Pointing records
+---+
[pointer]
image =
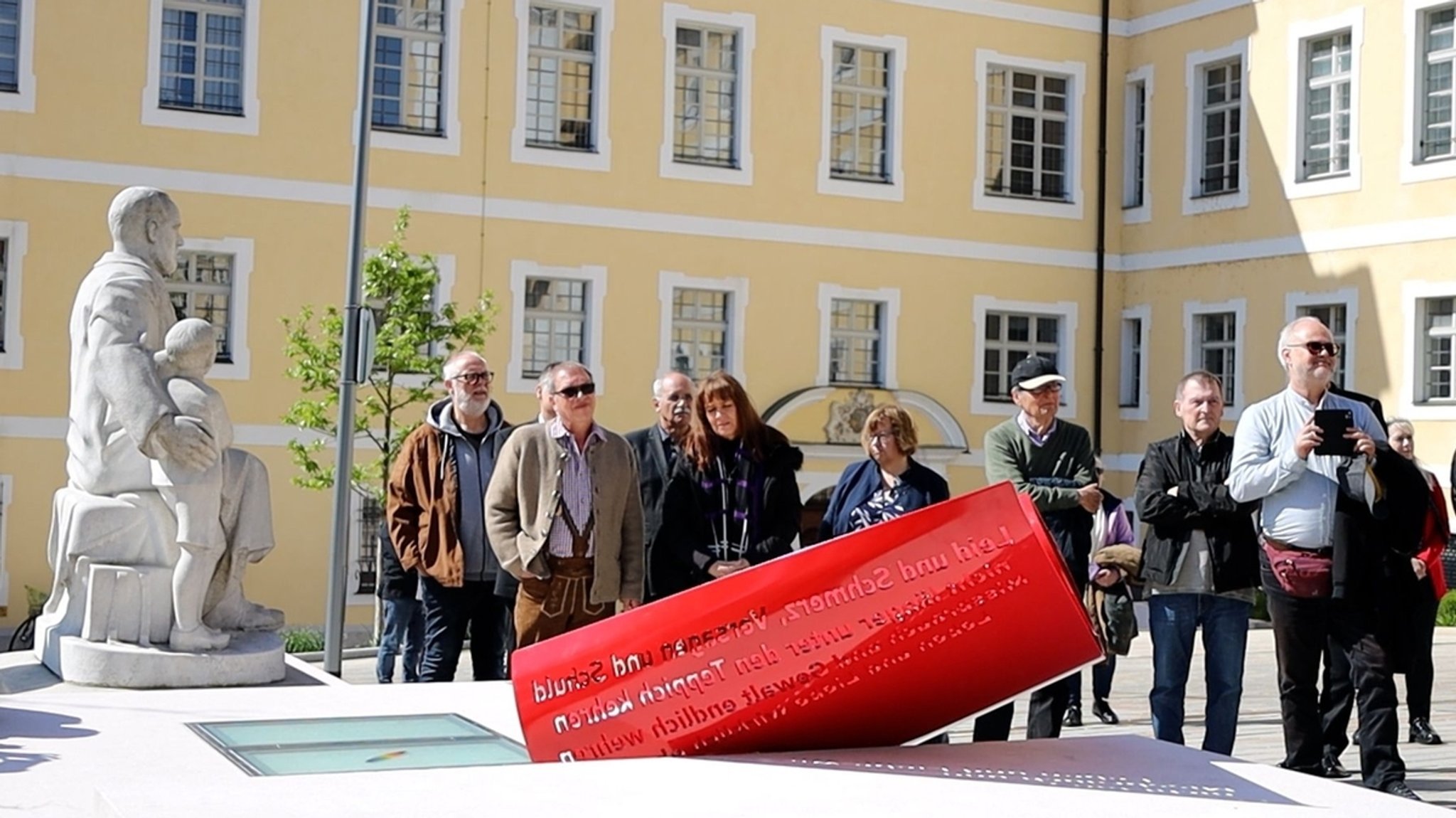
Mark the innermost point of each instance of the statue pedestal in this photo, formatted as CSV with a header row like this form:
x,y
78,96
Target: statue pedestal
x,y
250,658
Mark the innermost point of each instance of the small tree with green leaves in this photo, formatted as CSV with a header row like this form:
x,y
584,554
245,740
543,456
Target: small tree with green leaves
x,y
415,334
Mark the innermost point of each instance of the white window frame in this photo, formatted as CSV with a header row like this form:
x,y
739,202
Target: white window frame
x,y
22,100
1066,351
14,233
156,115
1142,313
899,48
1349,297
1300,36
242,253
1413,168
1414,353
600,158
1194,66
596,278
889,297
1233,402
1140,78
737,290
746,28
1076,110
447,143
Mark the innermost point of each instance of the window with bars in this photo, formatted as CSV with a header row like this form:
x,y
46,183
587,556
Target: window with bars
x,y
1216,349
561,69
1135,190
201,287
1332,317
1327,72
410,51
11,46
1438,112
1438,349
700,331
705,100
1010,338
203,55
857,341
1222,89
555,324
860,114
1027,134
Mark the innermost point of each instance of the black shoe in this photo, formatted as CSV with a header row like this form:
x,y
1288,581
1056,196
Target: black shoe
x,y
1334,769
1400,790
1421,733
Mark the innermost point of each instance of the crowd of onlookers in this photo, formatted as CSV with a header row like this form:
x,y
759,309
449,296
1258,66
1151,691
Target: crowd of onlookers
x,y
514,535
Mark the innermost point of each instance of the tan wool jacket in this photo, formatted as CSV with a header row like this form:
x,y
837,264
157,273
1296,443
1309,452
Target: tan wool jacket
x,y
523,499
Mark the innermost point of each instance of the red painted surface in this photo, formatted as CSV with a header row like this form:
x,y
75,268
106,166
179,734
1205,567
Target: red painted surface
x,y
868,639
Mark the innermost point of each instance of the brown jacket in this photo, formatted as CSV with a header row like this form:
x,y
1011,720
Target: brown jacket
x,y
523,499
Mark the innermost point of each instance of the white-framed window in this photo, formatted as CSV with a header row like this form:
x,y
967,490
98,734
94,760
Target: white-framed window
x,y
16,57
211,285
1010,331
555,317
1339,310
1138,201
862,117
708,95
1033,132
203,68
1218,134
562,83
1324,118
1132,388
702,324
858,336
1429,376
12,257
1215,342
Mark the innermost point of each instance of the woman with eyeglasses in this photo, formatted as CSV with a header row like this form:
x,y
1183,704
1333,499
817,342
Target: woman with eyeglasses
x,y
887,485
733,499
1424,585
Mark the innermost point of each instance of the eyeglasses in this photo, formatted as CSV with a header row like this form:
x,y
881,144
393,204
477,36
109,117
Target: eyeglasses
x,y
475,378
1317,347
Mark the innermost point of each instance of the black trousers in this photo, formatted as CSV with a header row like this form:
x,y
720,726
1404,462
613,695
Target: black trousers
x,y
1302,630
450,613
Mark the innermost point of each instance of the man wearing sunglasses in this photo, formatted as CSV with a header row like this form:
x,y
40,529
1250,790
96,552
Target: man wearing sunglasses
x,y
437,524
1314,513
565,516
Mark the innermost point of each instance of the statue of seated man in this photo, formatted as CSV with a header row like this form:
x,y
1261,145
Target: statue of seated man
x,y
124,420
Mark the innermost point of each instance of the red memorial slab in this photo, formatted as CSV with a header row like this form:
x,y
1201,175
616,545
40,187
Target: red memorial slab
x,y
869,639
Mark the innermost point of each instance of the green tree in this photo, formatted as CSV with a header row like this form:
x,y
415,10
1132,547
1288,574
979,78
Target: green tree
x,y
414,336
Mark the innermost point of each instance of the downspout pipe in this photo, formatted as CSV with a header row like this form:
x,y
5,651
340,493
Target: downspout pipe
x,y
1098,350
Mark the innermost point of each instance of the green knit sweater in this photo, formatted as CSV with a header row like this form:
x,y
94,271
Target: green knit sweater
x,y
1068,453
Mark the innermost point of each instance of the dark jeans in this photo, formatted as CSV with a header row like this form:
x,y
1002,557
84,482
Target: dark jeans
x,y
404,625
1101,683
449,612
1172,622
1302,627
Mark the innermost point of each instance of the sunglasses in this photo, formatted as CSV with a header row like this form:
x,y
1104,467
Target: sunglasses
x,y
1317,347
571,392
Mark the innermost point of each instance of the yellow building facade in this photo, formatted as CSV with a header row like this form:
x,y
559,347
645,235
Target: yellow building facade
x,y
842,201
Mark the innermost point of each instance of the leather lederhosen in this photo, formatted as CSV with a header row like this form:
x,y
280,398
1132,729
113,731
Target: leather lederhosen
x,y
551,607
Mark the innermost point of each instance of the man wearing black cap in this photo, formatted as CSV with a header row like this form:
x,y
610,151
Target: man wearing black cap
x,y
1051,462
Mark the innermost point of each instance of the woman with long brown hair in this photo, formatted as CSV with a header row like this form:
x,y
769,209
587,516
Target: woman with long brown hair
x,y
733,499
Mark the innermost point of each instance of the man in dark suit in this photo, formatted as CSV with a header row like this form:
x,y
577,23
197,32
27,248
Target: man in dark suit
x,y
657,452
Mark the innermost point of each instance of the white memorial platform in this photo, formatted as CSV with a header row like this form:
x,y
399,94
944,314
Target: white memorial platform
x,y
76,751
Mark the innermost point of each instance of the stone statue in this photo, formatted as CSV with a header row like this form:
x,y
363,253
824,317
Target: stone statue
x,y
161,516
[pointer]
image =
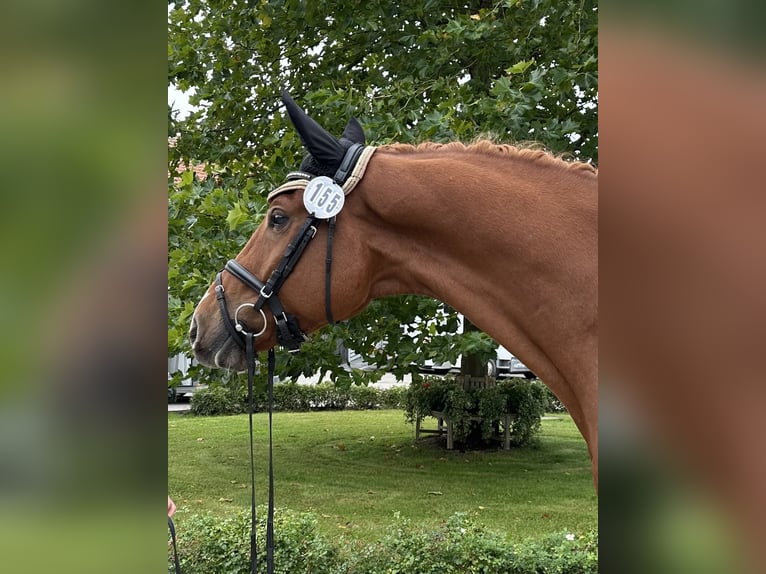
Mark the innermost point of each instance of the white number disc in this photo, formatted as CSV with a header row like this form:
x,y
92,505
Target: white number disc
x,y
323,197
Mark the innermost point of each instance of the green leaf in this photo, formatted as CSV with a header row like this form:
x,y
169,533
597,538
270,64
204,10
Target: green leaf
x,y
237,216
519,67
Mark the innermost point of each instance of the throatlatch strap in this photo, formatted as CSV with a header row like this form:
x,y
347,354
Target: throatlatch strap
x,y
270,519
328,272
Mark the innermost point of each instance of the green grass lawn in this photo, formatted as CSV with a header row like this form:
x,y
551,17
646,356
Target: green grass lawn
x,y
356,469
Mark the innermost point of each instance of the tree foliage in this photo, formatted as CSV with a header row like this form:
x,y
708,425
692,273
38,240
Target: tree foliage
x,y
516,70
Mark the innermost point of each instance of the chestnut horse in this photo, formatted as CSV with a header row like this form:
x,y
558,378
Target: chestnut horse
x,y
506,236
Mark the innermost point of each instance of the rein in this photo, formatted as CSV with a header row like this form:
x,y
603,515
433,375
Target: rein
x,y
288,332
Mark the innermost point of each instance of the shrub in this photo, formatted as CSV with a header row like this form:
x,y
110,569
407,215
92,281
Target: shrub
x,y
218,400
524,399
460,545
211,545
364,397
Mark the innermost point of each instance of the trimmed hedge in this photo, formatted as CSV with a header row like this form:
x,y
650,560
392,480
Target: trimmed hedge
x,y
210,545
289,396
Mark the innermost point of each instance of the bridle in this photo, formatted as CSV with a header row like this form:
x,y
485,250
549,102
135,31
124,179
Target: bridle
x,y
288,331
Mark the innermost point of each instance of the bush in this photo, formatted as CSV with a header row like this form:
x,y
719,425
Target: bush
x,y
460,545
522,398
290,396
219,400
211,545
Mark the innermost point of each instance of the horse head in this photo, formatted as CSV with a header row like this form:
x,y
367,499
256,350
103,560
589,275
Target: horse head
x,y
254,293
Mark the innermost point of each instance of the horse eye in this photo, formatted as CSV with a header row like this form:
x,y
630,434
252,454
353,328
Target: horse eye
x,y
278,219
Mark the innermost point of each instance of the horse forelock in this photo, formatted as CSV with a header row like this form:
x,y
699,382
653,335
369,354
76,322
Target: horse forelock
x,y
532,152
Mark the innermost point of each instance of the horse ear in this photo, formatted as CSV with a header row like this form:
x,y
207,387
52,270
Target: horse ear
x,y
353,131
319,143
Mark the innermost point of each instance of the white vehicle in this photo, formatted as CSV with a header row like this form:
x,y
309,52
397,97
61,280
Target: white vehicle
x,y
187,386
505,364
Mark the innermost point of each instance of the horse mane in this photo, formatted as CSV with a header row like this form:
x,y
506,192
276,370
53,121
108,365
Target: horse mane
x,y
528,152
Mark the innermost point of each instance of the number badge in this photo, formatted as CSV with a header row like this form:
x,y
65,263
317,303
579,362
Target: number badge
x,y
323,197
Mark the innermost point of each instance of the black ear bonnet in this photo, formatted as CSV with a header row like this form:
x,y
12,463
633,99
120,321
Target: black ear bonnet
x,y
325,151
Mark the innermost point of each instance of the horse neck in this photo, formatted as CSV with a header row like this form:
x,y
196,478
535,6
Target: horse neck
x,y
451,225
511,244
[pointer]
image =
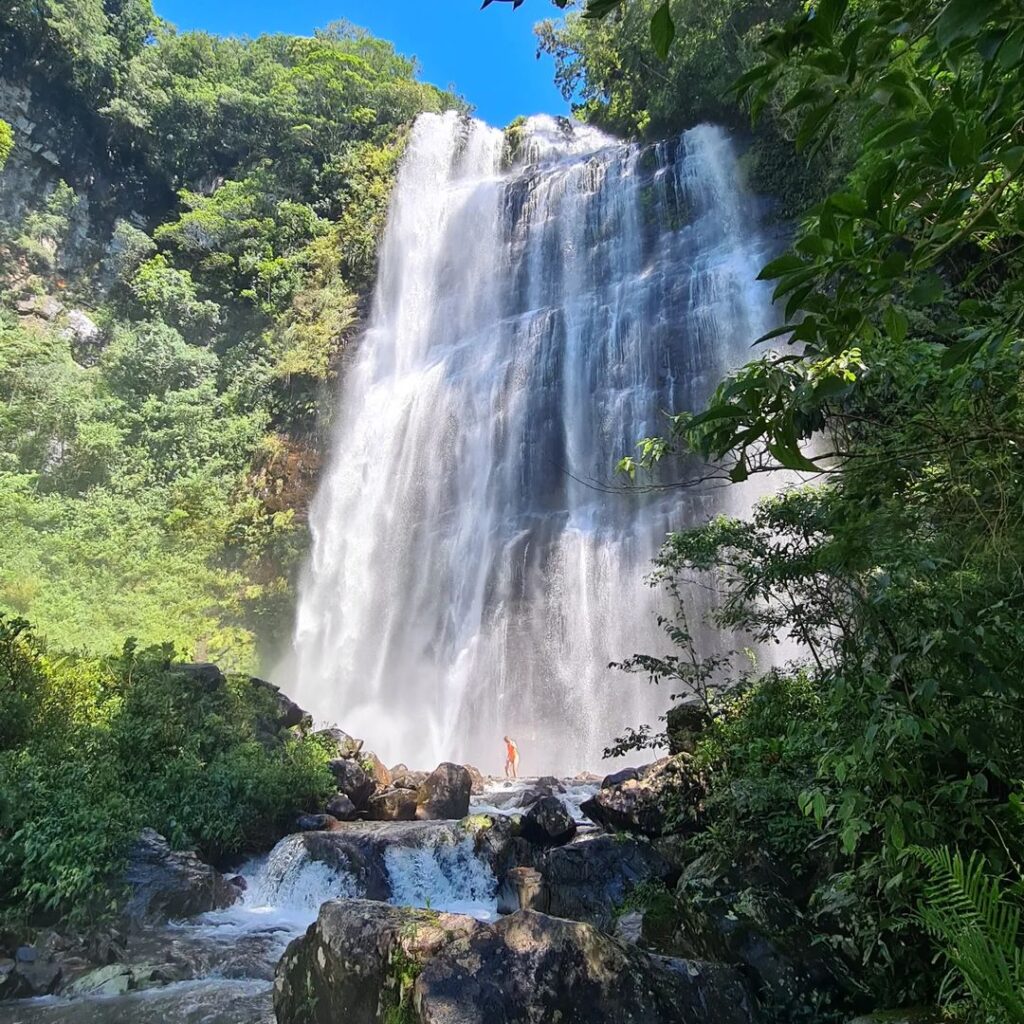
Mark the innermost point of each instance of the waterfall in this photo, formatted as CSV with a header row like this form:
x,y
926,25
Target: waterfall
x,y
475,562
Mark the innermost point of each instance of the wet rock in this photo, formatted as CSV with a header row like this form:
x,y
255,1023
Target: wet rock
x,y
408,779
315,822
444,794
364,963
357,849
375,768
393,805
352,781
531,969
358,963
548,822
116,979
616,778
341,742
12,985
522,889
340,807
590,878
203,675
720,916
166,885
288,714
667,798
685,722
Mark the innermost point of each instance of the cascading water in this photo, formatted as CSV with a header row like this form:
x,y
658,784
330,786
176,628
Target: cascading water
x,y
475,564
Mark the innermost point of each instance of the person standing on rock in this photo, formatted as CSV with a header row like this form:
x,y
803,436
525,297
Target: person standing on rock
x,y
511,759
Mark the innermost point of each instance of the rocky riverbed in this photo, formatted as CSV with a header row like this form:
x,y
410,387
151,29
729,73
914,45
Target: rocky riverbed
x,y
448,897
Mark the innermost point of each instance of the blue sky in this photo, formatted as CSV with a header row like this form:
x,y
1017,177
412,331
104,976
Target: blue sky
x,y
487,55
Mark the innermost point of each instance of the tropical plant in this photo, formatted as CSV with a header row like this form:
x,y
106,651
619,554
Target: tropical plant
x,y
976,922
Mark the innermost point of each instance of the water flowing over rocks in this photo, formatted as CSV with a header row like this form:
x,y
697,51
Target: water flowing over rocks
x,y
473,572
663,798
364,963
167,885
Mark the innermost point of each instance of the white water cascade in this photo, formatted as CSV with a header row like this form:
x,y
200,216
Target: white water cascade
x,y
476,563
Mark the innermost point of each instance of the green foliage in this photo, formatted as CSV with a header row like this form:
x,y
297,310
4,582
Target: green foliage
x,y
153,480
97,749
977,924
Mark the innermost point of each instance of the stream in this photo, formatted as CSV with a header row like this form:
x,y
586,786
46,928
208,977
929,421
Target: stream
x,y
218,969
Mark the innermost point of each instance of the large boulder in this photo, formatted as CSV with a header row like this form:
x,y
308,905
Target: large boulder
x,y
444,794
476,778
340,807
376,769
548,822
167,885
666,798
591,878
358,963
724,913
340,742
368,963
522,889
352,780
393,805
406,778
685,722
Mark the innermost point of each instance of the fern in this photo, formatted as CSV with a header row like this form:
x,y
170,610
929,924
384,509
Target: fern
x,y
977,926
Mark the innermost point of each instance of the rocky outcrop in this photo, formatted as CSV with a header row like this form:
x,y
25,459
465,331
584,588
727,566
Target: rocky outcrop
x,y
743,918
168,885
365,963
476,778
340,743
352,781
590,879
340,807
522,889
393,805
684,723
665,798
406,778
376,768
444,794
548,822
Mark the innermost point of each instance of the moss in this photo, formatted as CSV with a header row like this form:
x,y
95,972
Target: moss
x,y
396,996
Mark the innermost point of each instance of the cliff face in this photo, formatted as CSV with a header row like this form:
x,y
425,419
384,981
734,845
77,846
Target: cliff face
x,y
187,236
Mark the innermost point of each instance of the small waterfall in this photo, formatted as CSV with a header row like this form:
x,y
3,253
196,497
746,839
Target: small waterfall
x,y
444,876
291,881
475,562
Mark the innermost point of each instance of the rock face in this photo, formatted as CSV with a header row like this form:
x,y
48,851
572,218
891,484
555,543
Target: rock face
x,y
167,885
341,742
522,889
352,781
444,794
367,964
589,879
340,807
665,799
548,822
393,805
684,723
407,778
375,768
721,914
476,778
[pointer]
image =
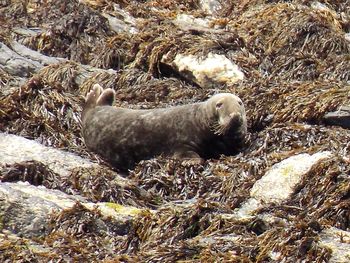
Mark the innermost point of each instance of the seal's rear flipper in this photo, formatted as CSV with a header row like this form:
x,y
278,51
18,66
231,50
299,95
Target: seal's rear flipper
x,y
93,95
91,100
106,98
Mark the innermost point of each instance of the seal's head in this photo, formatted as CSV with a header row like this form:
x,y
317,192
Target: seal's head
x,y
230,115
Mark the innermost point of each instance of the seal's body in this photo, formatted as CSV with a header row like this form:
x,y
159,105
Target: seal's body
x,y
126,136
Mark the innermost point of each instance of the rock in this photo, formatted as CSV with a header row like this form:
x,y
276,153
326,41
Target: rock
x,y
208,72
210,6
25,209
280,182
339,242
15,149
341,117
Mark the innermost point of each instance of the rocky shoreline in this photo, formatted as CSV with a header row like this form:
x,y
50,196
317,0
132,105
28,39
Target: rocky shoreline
+---+
### Task objective:
Write out, please, the lines of the listing above from the one with "Mark the innermost point of each instance of the fern" through the very last, exactly as given and with no pictures.

### Exercise output:
Mark the innermost point of each instance of the fern in this photo, formatted as CSV with a header row like this form:
x,y
170,610
929,924
384,509
Target: fern
x,y
977,926
Mark the innermost point of each instance of the rocky outcrop in this photo, formatted as CSV with a header row like this form:
x,y
25,459
465,331
584,588
727,566
Target: rocky outcrop
x,y
743,918
168,885
365,963
476,778
340,743
352,781
590,879
340,807
522,889
393,805
684,723
665,798
406,778
376,768
444,794
548,822
Mark the innermost point of each instance of the moss in this photo, formatted as CSV with a header row like this form:
x,y
95,972
Target: moss
x,y
396,996
Mark the innermost point of each instance of the cliff face in this photo, formatted as CSV with a header row like this form:
x,y
425,419
384,981
734,845
77,846
Target: cliff face
x,y
187,236
Mark the innermost point of each instance of the small waterfall in this photo, formatted as CSV with a header row like this form:
x,y
3,253
196,497
746,839
Target: small waterfall
x,y
444,876
291,881
475,562
Mark the innermost point of each instance of the rock face in this photo, formatted as CSV with a header row like this form:
x,y
48,851
572,218
891,484
555,543
Target: rock face
x,y
167,885
341,742
522,889
352,781
444,794
367,964
589,879
340,807
665,799
548,822
393,805
684,723
407,778
375,768
721,914
476,778
[pointer]
image =
Mark the innermost point of each instance of the seal's rear flipper in this photo, formatted as CSV with a header row like this form:
x,y
278,51
18,66
231,50
299,95
Target: seal's rear flipper
x,y
93,95
91,100
106,98
Mark the innermost point of each instance of the seal's head in this photo, formatted as CSV with a header row like this form:
x,y
317,192
Target: seal's head
x,y
230,115
Mark the innermost point of each instance of the seal's body in this photo, formatted as CSV with a header row like this form:
x,y
159,105
Target: seal's body
x,y
126,136
Mark the innermost point of each instance of the rock in this photo, formatted as CSV with a header row like this form:
x,y
276,153
326,41
Target: rock
x,y
208,72
210,6
25,209
280,182
339,242
15,149
341,117
Mark the innermost point of each instance of the rocky shoreline in this photo, formatted as CSV with a header row like this form:
x,y
50,196
317,0
132,105
28,39
Target: rocky shoreline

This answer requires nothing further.